**Aufgaben:**
1) Gib aus dem Beschluss des Verwaltungsgerichtshofs den Abschnitt wortgetreu wieder, der bei „In dem Verwaltungsstreitverfahren“ beginnt und bei „Tiefgarage im Grenzbereich)“ endet.
2) Prüfe anhand des Beschlusses des Verwaltungsgerichtshofs, ob diese Aussagen zutreffen, und belege jede Ja- oder Nein-Antwort mit den maßgeblichen Worten als wörtlichem Zitat: (a) Der Beschluss wurde am 16. November 2001 gefasst. (b) Dem Antrag auf Zulassung der Beschwerde wurde stattgegeben. (c) Entschieden hat der 3. Senat.
3) Führe den Beschluss des Verwaltungsgerichtshofs nach seinem letzten Satz weiter.

**Ausgewählter Textauszug:**
_____
Gericht: Hessischer Verwaltungsgerichtshof
Beschluss verkündet am 16.11.2001
Aktenzeichen: 3 TZ 2357/01
Rechtsgebiete: BauGB, HBO


Vorschriften:

BauGB § 34
HBO § 6 Abs. 9
HBO § 50
Zum Verzicht auf Nachbarrechte durch einen Vertrag über die zukünftige Bebauung im Zusammenhang mit dem Grundstückserwerb.

Zum Gebot der Rücksichtnahme (Tiefgarage und Zufahrt in der Abstandsfläche eines unbebauten Nachbargrundstücks).


Hessischer Verwaltungsgerichtshof Beschluss

3 TZ 2357/01

In dem Verwaltungsstreitverfahren

wegen Baurechts (Antrags nach § 80 a VwGO gegen die Genehmigung eines Verwaltungsgebäudes sowie die Erschließung einer Tiefgarage im Grenzbereich)

hier: Antrag auf Zulassung der Beschwerde

hat der Hessische Verwaltungsgerichtshof - 3. Senat - durch

Vorsitzenden Richter am Hess. VGH Blume, Richter am Hess. VGH Eisenberg, Richter am Hess. VGH Dr. Michel

am 16. November 2001 beschlossen:

Tenor:

Der Antrag der Antragstellerin auf Zulassung der Beschwerde gegen den Beschluss des Verwaltungsgerichts Frankfurt am Main - 4 G 2218/01 (V) - wird abgelehnt.
_____
**Vorliegende Angaben:**
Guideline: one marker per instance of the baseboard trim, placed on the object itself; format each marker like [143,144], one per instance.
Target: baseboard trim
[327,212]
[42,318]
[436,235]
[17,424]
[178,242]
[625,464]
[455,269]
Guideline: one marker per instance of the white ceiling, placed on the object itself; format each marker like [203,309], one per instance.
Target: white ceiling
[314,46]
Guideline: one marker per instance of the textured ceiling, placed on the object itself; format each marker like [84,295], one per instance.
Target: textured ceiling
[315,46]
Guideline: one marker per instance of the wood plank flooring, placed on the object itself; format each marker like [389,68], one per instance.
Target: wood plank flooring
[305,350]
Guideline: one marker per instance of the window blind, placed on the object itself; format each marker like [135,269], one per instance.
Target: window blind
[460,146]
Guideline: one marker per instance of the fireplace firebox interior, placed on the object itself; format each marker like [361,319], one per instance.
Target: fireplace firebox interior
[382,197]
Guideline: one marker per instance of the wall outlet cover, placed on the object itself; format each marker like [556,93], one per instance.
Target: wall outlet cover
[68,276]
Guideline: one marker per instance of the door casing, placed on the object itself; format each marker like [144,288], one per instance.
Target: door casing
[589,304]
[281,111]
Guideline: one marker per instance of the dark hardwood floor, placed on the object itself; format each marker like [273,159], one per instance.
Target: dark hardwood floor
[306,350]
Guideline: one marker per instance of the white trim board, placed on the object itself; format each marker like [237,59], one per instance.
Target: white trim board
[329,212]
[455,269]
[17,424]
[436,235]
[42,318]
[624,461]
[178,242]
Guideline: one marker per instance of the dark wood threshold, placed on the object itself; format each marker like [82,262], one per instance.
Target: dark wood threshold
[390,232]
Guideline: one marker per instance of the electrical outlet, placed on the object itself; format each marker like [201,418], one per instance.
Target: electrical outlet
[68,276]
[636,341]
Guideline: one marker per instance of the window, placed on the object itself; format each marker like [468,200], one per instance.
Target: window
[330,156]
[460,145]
_____
**Lösungen:**
1)
In dem Verwaltungsstreitverfahren

wegen Baurechts (Antrags nach § 80 a VwGO gegen die Genehmigung eines Verwaltungsgebäudes sowie die Erschließung einer Tiefgarage im Grenzbereich)

2)
(a) Ja: „am 16. November 2001 beschlossen“
(b) Nein: „wird abgelehnt“
(c) Ja: „hat der Hessische Verwaltungsgerichtshof - 3. Senat - durch“

3)
Die Antragstellerin hat die Kosten des Zulassungsverfahrens einschließlich der außergerichtlichen Kosten der Beigeladenen zu tragen.

Der Wert des Streitgegenstandes wird auch für das Beschwerdeverfahren auf 50.000,00 DM festgesetzt.

Gründe:

I.

Die Beigeladene ist Eigentümerin des Grundstücks xxxxxxxxxxxxx (Gemarkung xxxxxxxxxx, Flur ..., Flurstücke ... und ...) in Bad Homburg v.d.H. - Baugrundstück -. Die Antragstellerin ist Eigentümerin von zwei nordwestlich an das Baugrundstück angrenzenden - noch unbebauten - Grundstücken mit der zukünftigen Bezeichnung Flur ..., Flurstücke ... a und b mit einer Größe von 1160 qm bzw. 1180 qm.

Unter dem 01.12.1999 haben die Antragsgegnerin - Bauaufsichtsbehörde - und als Käufer u.a. die Beigeladene sowie die xxxxxxxxxxxxxxx, vertreten durch Herrn xxxxxxxxxxxxx, den Ehemann der Antragstellerin, einen als öffentlich-rechtlichen Vertrag bezeichneten Vertrag geschlossen, dem die Antragstellerin als Rechtsnachfolgerin der xxxxxxxxxxxxx an deren Stelle entsprechend ihrem Schreiben an die Antragsgegnerin vom 23.12.1999 beigetreten ist.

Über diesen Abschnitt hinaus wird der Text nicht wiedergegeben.